▸ **WORK INSTRUCTIONS**: Put each line of the items below into a Markdown table with the columns "Number" and "Entry", numbering the rows and omitting blank lines. Leave the pictures out.
· · · · ·
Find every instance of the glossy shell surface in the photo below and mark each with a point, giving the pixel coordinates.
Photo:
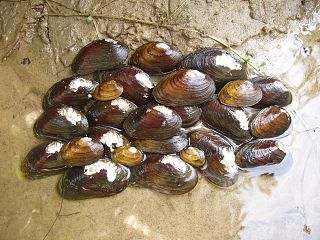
(101, 179)
(184, 87)
(100, 55)
(156, 58)
(166, 174)
(220, 167)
· · · · ·
▸ **SOLUTION TO THIS PROBLEM**:
| Number | Entry |
|---|---|
| 1 | Find every instance of the glossy shell surface in the photo below and mark each with a point, giving the pixel coordinates. |
| 2 | Photo: |
| 3 | (101, 179) |
| 4 | (184, 87) |
| 5 | (100, 55) |
| 6 | (156, 58) |
| 7 | (166, 174) |
| 8 | (220, 167) |